*Source information*.
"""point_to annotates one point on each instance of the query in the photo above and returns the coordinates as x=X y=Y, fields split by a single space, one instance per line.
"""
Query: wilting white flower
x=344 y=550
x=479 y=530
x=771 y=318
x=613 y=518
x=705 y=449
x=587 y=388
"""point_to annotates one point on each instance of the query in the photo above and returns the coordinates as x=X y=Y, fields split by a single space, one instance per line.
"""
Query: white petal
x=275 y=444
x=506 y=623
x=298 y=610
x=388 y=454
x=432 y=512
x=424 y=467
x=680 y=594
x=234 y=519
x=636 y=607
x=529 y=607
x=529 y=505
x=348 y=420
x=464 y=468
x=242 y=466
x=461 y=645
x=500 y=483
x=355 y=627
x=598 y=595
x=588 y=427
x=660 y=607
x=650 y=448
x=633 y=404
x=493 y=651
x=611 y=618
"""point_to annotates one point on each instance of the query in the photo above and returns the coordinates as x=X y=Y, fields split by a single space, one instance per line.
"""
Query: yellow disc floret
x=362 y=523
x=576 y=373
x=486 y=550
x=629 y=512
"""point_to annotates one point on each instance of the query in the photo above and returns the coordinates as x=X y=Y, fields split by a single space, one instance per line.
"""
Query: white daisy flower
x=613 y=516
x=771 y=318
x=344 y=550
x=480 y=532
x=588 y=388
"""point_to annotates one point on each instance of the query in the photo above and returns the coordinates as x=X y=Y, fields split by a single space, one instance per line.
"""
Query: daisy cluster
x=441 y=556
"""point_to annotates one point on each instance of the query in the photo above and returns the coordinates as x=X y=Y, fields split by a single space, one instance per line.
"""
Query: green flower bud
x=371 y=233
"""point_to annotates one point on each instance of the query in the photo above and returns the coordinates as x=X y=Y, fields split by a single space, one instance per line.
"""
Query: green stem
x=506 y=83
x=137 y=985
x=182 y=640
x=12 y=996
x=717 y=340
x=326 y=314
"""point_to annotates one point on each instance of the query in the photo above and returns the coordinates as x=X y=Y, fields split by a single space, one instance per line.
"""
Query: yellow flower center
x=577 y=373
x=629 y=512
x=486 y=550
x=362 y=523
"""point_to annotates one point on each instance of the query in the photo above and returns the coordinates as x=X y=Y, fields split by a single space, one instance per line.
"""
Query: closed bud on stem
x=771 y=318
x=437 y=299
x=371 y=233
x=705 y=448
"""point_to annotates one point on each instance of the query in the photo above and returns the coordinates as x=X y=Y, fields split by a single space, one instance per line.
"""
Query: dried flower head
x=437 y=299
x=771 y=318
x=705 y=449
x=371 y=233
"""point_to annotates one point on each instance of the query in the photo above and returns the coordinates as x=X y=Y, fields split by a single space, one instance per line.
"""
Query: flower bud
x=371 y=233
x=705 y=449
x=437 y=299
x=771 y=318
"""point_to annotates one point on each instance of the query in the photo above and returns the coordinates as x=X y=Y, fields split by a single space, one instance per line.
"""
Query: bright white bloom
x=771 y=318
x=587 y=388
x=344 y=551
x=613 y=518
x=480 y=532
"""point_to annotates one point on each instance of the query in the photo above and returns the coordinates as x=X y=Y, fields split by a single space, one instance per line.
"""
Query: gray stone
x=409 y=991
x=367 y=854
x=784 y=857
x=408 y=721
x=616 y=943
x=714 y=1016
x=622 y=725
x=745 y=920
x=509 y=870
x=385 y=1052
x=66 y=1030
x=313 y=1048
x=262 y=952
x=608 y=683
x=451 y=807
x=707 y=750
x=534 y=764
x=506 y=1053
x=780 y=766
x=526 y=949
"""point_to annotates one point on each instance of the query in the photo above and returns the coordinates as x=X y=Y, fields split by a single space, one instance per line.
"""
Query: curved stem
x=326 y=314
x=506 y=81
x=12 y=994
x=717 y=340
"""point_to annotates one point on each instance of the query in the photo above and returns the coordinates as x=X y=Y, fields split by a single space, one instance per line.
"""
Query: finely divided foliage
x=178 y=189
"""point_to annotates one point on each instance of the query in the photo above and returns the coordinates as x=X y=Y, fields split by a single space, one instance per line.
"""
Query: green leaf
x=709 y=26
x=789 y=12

*Exercise directions*.
Write out each entry again, character for character.

*Result of the task*.
"""point_to annotates one point on each instance of the query in the photo above and returns the coordinates as x=X y=Y, fields split by a single space, one instance per line.
"""
Query: wilting white flower
x=344 y=550
x=479 y=530
x=771 y=318
x=613 y=518
x=705 y=449
x=587 y=388
"""point_to annotates one point on each instance of the query in the photo above and returns the coordinates as x=X y=Y, fields split by a single space, one instance per line.
"""
Query: white petal
x=275 y=444
x=506 y=623
x=298 y=610
x=388 y=454
x=432 y=512
x=424 y=467
x=680 y=594
x=234 y=519
x=636 y=607
x=529 y=607
x=529 y=505
x=348 y=420
x=464 y=468
x=242 y=466
x=461 y=645
x=500 y=483
x=355 y=627
x=598 y=595
x=588 y=427
x=660 y=607
x=650 y=448
x=633 y=404
x=493 y=651
x=611 y=618
"""point_to annotates one point on each instance of the query in the photo above and returns the coordinates as x=X y=Y, fields split by a single space, one instance per line.
"""
Query: yellow disc floret
x=362 y=523
x=576 y=373
x=486 y=550
x=629 y=512
"""point_to annotates one point on each instance of the query in the photo above and returns the coordinates as x=X y=Y, fields split by a single space, one instance per line.
"""
Query: white daisy flower
x=613 y=516
x=771 y=318
x=344 y=550
x=480 y=532
x=588 y=388
"""point_to annotates one point on each instance of the query in the photo above and returns the coordinates as x=X y=Y, fields split by a single space, one instance per line.
"""
Query: daisy cluster
x=441 y=556
"""point_to annotates one point on each instance of the query in the photo above and returns the coordinates as x=X y=Y, fields split by a single space, one instance per line.
"""
Query: green flower bud
x=371 y=233
"""point_to annotates one point on each instance of the query in the photo above and returns the coordinates as x=X y=Y, fields split by a single space, one instance per line.
"""
Query: green stem
x=506 y=83
x=137 y=985
x=182 y=640
x=12 y=996
x=717 y=340
x=326 y=314
"""point_to annotates one point on each instance of the query in the photo above and returns the coordinates as x=X y=Y, fields split by a single space, one instance per line.
"""
Query: yellow flower center
x=577 y=373
x=629 y=512
x=486 y=550
x=362 y=523
"""point_to annotates one point on each instance of the query in the photo above and returns the coordinates as x=X y=Y, fields split by a single space, one instance per line.
"""
Query: closed bud on stem
x=771 y=318
x=437 y=299
x=371 y=233
x=705 y=448
"""point_to annotates one point on each instance of the query in the photo above and returns the coordinates as x=X y=Y, fields split by a single space, one instance per line.
"""
Query: dried flower head
x=437 y=299
x=771 y=318
x=705 y=449
x=371 y=233
"""point_to annotates one point on each instance of the query in the photo above and returns the coordinates as x=X y=Y, fields split by a single space, one instance per line.
"""
Query: flower bud
x=371 y=233
x=705 y=449
x=437 y=299
x=771 y=318
"""point_to annotates one point on each instance of the query in the photo above and returns the coordinates as x=X y=Y, fields split by a single space, one instance per line.
"""
Query: bright white bloom
x=771 y=318
x=587 y=388
x=344 y=551
x=613 y=518
x=480 y=532
"""point_to annotates one point on each instance of the query in the photo above and returns the coordinates as x=X y=Y, fields split by a single space, one instance per line.
"""
Query: gray stone
x=409 y=991
x=367 y=854
x=784 y=857
x=408 y=721
x=616 y=943
x=714 y=1016
x=622 y=725
x=745 y=920
x=509 y=870
x=385 y=1052
x=66 y=1030
x=313 y=1048
x=262 y=952
x=608 y=683
x=451 y=807
x=707 y=750
x=534 y=764
x=506 y=1053
x=780 y=766
x=526 y=949
"""point_to annotates one point on each instance of the query in the photo above and returns the coordinates as x=X y=Y, fields split by a single space, one instance per line.
"""
Query: curved stem
x=326 y=314
x=506 y=81
x=12 y=994
x=717 y=340
"""point_to annotates one point on each instance of the query in the photo above and returns the coordinates as x=X y=Y, fields split by a single space, one instance per line.
"""
Query: finely divided foliage
x=178 y=189
"""point_to annotates one point on each instance of the query in the photo above and returns the coordinates as x=X y=Y, fields split by a single space, one instance per line.
"""
Query: green leaf
x=709 y=26
x=789 y=12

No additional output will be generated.